# START OF Material for this task
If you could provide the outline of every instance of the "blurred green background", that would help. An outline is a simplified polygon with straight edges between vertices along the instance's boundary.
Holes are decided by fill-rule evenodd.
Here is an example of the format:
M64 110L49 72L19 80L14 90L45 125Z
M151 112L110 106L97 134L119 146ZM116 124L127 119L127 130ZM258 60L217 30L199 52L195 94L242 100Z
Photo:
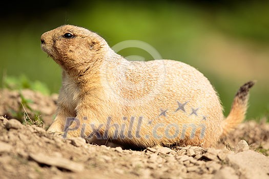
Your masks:
M198 69L219 94L226 115L239 86L256 80L247 118L259 120L269 116L267 1L7 3L1 6L0 12L2 86L3 79L11 76L15 81L36 81L37 85L47 85L49 93L57 93L61 70L40 50L40 36L58 26L71 24L97 32L111 47L123 40L143 41L163 58ZM137 49L119 53L152 58Z

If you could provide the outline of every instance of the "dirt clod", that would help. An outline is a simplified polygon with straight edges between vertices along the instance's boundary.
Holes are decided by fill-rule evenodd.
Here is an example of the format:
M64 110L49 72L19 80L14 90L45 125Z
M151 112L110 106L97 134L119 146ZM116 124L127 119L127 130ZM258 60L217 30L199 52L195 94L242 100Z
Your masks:
M5 125L5 127L7 129L18 129L24 127L24 126L17 120L12 119L8 120L8 121L7 122L7 123Z
M235 152L238 153L242 152L243 151L247 150L250 149L249 144L246 141L244 140L241 140L235 146Z
M18 92L5 95L6 91L0 96L12 98L5 101L9 104L0 101L4 114L8 113L7 106L19 106ZM35 101L43 96L34 94L25 93L36 97L31 97L33 107L54 109L56 96L44 97L44 103ZM48 117L53 110L47 108L47 115L41 115ZM0 173L3 178L267 178L268 133L268 123L249 121L215 148L155 146L134 151L89 144L79 138L63 139L44 128L0 117Z

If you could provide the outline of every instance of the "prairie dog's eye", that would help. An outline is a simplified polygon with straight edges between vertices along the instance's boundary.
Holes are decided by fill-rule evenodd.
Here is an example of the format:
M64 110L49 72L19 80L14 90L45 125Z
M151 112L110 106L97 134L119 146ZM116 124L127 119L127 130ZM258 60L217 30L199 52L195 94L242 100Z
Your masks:
M66 33L65 35L64 35L64 37L66 38L71 38L74 37L74 35L70 33Z

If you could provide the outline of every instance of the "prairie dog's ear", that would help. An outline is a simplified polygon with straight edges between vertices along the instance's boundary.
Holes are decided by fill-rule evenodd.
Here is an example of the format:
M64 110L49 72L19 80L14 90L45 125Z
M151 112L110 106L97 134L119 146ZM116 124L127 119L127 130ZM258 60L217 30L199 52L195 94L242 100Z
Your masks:
M92 51L97 51L100 49L100 42L97 40L90 40L90 49Z

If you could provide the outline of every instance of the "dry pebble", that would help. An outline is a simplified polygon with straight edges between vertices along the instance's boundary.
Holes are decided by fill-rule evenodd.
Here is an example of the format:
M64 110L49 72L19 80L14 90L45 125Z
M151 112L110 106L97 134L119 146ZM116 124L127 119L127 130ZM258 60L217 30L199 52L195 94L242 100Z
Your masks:
M132 151L89 144L79 138L63 139L35 126L9 130L4 125L6 121L9 122L0 117L0 172L4 173L3 178L87 176L113 179L247 179L267 176L268 156L244 151L245 141L231 145L235 146L237 153L224 149L225 145L222 149L188 146L172 150L156 146ZM259 165L258 161L261 161L262 165ZM15 170L16 173L13 172Z
M7 129L18 129L24 127L20 122L14 119L8 120L8 121L7 122L5 126Z
M85 139L81 138L72 138L68 140L71 141L71 144L76 147L80 147L86 144Z
M246 141L244 140L241 140L235 146L235 152L238 153L243 151L247 150L249 149L250 147L249 147L249 144L247 144Z
M119 153L122 153L122 148L120 147L117 147L115 148L115 150Z
M187 150L187 155L189 156L194 156L195 155L195 152L193 149L190 148Z
M1 152L9 152L12 148L12 146L5 142L0 141L0 153Z

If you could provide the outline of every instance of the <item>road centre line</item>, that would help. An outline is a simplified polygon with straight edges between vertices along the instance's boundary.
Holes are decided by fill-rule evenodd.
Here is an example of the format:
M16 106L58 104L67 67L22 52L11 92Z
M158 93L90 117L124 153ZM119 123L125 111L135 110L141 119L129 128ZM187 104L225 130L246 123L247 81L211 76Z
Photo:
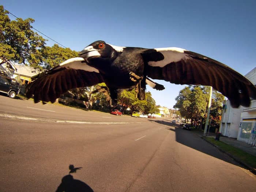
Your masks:
M52 112L55 112L55 111L52 111L52 110L48 110L47 109L39 109L38 108L34 108L33 107L27 107L27 108L30 108L30 109L37 109L38 110L42 110L43 111L51 111Z
M138 141L138 140L139 140L139 139L142 139L142 138L143 138L145 137L146 137L146 135L144 135L144 136L143 136L143 137L141 137L141 138L139 138L139 139L135 139L135 141Z
M37 117L30 117L22 116L18 116L15 115L11 115L6 114L0 114L0 118L10 118L16 120L24 120L32 121L42 122L51 123L75 123L76 124L87 124L94 125L109 125L118 124L132 124L148 123L148 122L90 122L79 121L72 121L68 120L59 120L50 118L39 118Z

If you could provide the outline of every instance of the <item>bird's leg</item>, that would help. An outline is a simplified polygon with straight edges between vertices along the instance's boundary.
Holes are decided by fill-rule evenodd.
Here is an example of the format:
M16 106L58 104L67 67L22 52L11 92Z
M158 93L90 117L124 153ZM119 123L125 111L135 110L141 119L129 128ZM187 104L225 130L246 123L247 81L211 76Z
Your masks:
M109 101L109 105L112 108L116 107L117 105L117 92L115 89L110 89L110 100Z
M130 72L130 79L133 82L138 82L138 83L135 85L135 92L137 94L136 97L139 100L144 100L145 99L145 89L146 88L146 83L144 86L142 85L142 80L143 79L143 76L140 76L133 72Z
M138 82L142 79L142 76L140 76L134 73L131 72L129 74L130 75L130 79L133 82Z

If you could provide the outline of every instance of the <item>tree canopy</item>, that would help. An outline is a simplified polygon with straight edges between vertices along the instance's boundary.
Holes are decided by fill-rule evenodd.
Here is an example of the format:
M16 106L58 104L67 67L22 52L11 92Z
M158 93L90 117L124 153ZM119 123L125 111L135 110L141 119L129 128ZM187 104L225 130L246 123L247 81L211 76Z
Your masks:
M201 86L191 86L185 87L180 91L176 98L174 108L178 108L182 116L192 121L204 120L206 117L209 87ZM214 90L210 115L216 126L220 123L224 96Z
M20 18L11 20L9 12L0 5L0 54L19 63L33 63L41 57L46 39L32 30L34 20Z

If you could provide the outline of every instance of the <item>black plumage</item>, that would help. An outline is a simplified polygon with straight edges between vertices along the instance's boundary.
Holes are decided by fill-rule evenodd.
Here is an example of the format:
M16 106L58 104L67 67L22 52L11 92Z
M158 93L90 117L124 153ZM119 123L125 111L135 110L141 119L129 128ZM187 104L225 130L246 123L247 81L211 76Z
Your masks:
M104 82L113 106L117 93L124 89L139 87L138 98L143 99L146 84L158 90L164 89L148 78L177 84L211 86L227 97L235 108L248 106L250 98L256 99L255 85L230 67L209 57L177 48L119 47L102 41L91 44L79 57L65 61L32 83L27 88L26 95L34 95L35 102L53 102L69 89Z

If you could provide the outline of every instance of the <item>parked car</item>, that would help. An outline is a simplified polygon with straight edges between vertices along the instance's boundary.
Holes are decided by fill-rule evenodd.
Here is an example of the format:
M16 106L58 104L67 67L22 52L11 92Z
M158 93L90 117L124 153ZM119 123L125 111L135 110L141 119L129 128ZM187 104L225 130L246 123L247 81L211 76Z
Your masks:
M144 115L144 114L141 114L140 115L140 117L142 117L143 118L147 118L147 115Z
M7 79L0 76L0 92L6 93L11 98L15 98L20 90L11 84Z
M116 115L119 115L120 116L123 114L123 113L118 109L113 109L110 112L111 114L113 114Z
M134 113L132 114L132 117L139 117L140 116L140 114L137 113Z
M184 129L187 129L189 131L191 131L191 127L190 124L188 124L188 123L185 124L182 128Z

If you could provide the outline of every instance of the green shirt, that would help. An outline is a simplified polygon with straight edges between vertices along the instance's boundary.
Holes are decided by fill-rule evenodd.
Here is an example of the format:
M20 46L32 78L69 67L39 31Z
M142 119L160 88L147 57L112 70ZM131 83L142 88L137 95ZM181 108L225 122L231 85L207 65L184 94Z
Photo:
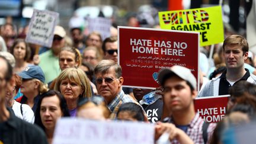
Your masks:
M61 72L59 65L59 57L53 55L49 50L39 55L40 62L39 65L44 73L45 83L53 81Z

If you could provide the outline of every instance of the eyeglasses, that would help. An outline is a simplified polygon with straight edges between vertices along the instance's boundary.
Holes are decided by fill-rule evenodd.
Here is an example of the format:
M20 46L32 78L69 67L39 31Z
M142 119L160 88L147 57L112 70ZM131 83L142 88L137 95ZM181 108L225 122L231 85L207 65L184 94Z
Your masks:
# END OF Material for this task
— Problem to work on —
Rewrite only the part that opens with the line containing "of the <item>road" and closes with the line containing "M138 141L138 140L139", substituting "perimeter" for "boundary" and keeping everything else the same. Omit the picture from your answer.

— Reply to the task —
If you could provide the outline of every instance of the <item>road centre line</item>, that would help. An outline is a simplified polygon with straight edges between vertices along the instance's perimeter.
Holes are decided by fill-rule evenodd.
Here is an example of the format:
M16 106L58 104L67 67L22 52L11 92Z
M158 93L90 117L124 153ZM119 123L125 111L135 110L141 119L129 128ZM187 104L225 130L246 123L247 81L211 76Z
Photo:
Your masks:
M52 112L55 112L55 111L52 111L52 110L48 110L47 109L39 109L38 108L34 108L33 107L27 107L27 108L30 108L30 109L37 109L38 110L42 110L43 111L51 111Z
M138 141L138 140L139 140L139 139L142 139L142 138L143 138L145 137L146 137L146 135L144 135L144 136L143 136L143 137L141 137L141 138L139 138L139 139L135 139L135 141Z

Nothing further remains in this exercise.